- Texto -
········

REPORTAJE /A 10 años de Acteal
Policías “revisaron” casas que sus habitantes dejaron cerradas con candados
En el lugar de los hechos, todas las huellas del trabajo de exterminio
No hubo elementos para suponer que se trató de un “conflicto intracomunitario” ni de “venganza”. Fue una acción preparada y realizada por bandas armadas que recibieron apoyo del ayuntamiento
Los atacantes, identificados; entre las víctimas, 21 mujeres y una decena de niños
Ampliar la imagen Peregrinación de Polhó a Acteal, en demanda de justicia. La imagen, de enero de 1998 Foto: José Carlo González
Acteal, 23 de diciembre de 1997. En donde ha estado la muerte se siente su presencia. Aquí acaba de suceder la mayor masacre de mujeres y niños en la historia “moderna” de México. En esta hondonada rota, surcada de huipiles ensangrentados y toda la destrucción de una horda, apenas anteayer se asentaba un campamento de 350 refugiados. Sus casas habían sido quemadas un mes atrás (La Jornada, 24 de diciembre).
Las víctimas se encontraban a orillas de Acteal, rezando. Así, de rodillas, los cogieron por la espalda, desde los cerros circundantes, los disparos de armas de alto poder. Según los sobrevivientes, la balacera comenzó a las 10:30 de la mañana, y Seguridad Pública (SP) acepta haber entrado a Acteal a las 17 horas. “No había nada, y luego que aquí es normal que haya disparos”, dice un comandante de la policía, sin insignias (resultó ser el teniente coronel Roberto García Rivas).
Con seis horas a su disposición, los sicarios pudieron efectuar su trabajo con eficiencia numérica: la cifra de muertos duplica la de heridos. “No teníamos ni con qué defendernos”, lamenta con rabia Juan. Incluso a los más bilingües se les dificulta hoy hablar castilla. Relatan el horror en tzotzil, esta mañana, en Polhó. En la escuela de Polhó, unas 200 personas lloran intermitentemente. Una hora pasamos allí los reporteros, y en ningún momento se acalló el llanto. Todos querían hablar. El traductor omitía cosas; varias veces, él lloraba.

········

- Datos -
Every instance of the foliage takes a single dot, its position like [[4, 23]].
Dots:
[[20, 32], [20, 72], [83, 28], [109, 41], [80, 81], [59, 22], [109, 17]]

········

- Ejercicios -
**1)** Responde con datos del reportaje sobre Acteal:
(a) ¿De cuántos refugiados era el campamento que se asentaba en la hondonada?
(b) Según los sobrevivientes, ¿a qué hora comenzó la balacera?
(c) ¿Cuántas personas lloraban en la escuela de Polhó?
**2)** Transcribe sin cambios un fragmento del reportaje sobre Acteal: comienza en las palabras que contienen "Con seis horas" y termina después de "veces, él lloraba.".

- Respuestas esperadas -
**1)**
(a) De 350 refugiados.
(b) A las 10:30 de la mañana.
(c) Unas 200 personas.

**2)**
Con seis horas a su disposición, los sicarios pudieron efectuar su trabajo con eficiencia numérica: la cifra de muertos duplica la de heridos. “No teníamos ni con qué defendernos”, lamenta con rabia Juan. Incluso a los más bilingües se les dificulta hoy hablar castilla. Relatan el horror en tzotzil, esta mañana, en Polhó. En la escuela de Polhó, unas 200 personas lloran intermitentemente. Una hora pasamos allí los reporteros, y en ningún momento se acalló el llanto. Todos querían hablar. El traductor omitía cosas; varias veces, él lloraba.